▶ YOUR GOAL
Write out the rows below again, swapping each "Target" for "Object" and leaving every other part unchanged.

▶ Rows from a dataset

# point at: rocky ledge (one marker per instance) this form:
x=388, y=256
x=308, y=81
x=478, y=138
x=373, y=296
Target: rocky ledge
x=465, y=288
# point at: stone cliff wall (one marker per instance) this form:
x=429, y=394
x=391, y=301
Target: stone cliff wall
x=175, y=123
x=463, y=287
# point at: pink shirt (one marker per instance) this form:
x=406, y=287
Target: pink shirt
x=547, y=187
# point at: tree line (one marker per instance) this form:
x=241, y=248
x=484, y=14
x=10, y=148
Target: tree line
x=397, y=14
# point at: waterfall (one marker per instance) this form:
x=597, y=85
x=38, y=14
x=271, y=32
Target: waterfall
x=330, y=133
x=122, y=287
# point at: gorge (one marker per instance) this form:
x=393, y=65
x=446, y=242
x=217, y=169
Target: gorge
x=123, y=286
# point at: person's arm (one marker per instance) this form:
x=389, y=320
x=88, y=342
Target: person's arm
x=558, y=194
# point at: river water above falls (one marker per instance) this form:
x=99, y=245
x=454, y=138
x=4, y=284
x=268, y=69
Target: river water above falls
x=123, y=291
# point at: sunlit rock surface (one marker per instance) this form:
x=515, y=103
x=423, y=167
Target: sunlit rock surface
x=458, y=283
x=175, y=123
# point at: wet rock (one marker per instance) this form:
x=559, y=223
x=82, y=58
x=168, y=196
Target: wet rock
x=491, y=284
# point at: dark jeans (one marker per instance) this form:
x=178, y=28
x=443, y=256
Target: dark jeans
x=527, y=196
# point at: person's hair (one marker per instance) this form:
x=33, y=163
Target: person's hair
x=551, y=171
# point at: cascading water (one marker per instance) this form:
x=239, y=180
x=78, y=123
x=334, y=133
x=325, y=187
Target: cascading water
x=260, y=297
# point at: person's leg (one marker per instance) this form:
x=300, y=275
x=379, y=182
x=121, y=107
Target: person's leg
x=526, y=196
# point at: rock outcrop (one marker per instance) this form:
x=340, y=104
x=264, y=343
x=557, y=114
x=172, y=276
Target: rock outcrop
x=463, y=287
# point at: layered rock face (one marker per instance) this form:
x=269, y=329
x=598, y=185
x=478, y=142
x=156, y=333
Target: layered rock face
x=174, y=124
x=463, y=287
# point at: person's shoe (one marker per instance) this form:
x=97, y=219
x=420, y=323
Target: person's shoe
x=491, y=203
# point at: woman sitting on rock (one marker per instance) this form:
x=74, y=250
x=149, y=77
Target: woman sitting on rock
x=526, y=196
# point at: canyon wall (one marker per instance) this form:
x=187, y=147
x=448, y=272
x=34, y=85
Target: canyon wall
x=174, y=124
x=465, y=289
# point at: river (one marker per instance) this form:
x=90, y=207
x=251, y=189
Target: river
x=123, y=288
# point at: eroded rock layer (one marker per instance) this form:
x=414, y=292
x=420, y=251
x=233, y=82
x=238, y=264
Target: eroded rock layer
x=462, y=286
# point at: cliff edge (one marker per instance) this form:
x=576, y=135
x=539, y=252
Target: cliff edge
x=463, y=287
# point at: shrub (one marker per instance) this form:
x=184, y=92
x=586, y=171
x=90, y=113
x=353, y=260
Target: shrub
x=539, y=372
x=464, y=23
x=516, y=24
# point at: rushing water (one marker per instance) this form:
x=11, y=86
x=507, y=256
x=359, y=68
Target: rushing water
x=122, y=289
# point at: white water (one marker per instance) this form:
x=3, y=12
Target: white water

▶ PROBLEM SOLUTION
# point at: rocky ledge (one marker per instance) this form:
x=388, y=256
x=308, y=81
x=478, y=138
x=373, y=296
Object: rocky ledge
x=465, y=288
# point at: stone cliff wall (one marker per instance) this form:
x=429, y=394
x=391, y=301
Object: stone cliff wall
x=175, y=123
x=463, y=287
# point at: pink shirt (one marker per instance) this form:
x=406, y=287
Object: pink shirt
x=547, y=187
# point at: tree line (one marker per instance) this form:
x=241, y=248
x=484, y=14
x=10, y=148
Object: tree line
x=397, y=14
# point at: waterfall (one marker per instance) this form:
x=597, y=85
x=38, y=14
x=271, y=32
Object: waterfall
x=330, y=133
x=122, y=287
# point at: gorge (one marker per instance) this form:
x=393, y=65
x=446, y=242
x=217, y=169
Object: gorge
x=123, y=286
# point at: person's arm (one marker per instance) this form:
x=389, y=320
x=88, y=342
Object: person's arm
x=558, y=194
# point at: river water above falls (one marker per instance) this form:
x=99, y=245
x=454, y=138
x=4, y=284
x=268, y=69
Object: river water above falls
x=123, y=291
# point at: sunlit rock surface (one marker per instance) this form:
x=515, y=103
x=423, y=167
Object: sunlit rock surface
x=458, y=283
x=175, y=123
# point at: wet rock (one marker per instance) this form:
x=559, y=223
x=82, y=58
x=168, y=196
Object: wet rock
x=491, y=284
# point at: dark jeans (one marker per instance) this form:
x=178, y=28
x=443, y=256
Object: dark jeans
x=527, y=196
# point at: person's hair (one marker per instance) this form:
x=33, y=163
Object: person's hair
x=551, y=171
# point at: cascading water (one marker per instance) this form:
x=239, y=180
x=78, y=123
x=334, y=133
x=325, y=187
Object: cascading water
x=260, y=297
# point at: person's leg (one marker per instance) this form:
x=300, y=275
x=379, y=182
x=121, y=107
Object: person's leg
x=526, y=196
# point at: rock outcrop (one marker per instance) this form:
x=340, y=104
x=264, y=343
x=557, y=114
x=172, y=276
Object: rock outcrop
x=463, y=287
# point at: layered rock face (one marker per instance) this form:
x=269, y=329
x=598, y=185
x=478, y=142
x=156, y=333
Object: layered rock face
x=174, y=124
x=463, y=287
# point at: person's shoe (one marker per instance) this form:
x=97, y=219
x=420, y=323
Object: person's shoe
x=491, y=203
# point at: woman sitting on rock (one marker per instance) this form:
x=74, y=250
x=149, y=77
Object: woman sitting on rock
x=526, y=196
# point at: canyon wall (one marker per instance) this form:
x=187, y=147
x=448, y=272
x=34, y=85
Object: canyon wall
x=174, y=124
x=465, y=289
# point at: river (one marker per instance) this form:
x=90, y=207
x=251, y=189
Object: river
x=123, y=288
# point at: eroded rock layer (one marker per instance) this form:
x=414, y=292
x=420, y=251
x=233, y=82
x=238, y=264
Object: eroded rock layer
x=462, y=286
# point at: cliff edge (one marker per instance) this form:
x=576, y=135
x=539, y=252
Object: cliff edge
x=463, y=287
# point at: shrub (one marker per instance) this form:
x=184, y=92
x=586, y=171
x=90, y=113
x=353, y=260
Object: shrub
x=539, y=372
x=464, y=23
x=516, y=24
# point at: rushing water (one marker per instance) this form:
x=11, y=86
x=507, y=256
x=359, y=68
Object: rushing water
x=122, y=289
# point at: white water (one marker per instance) this form:
x=3, y=12
Object: white water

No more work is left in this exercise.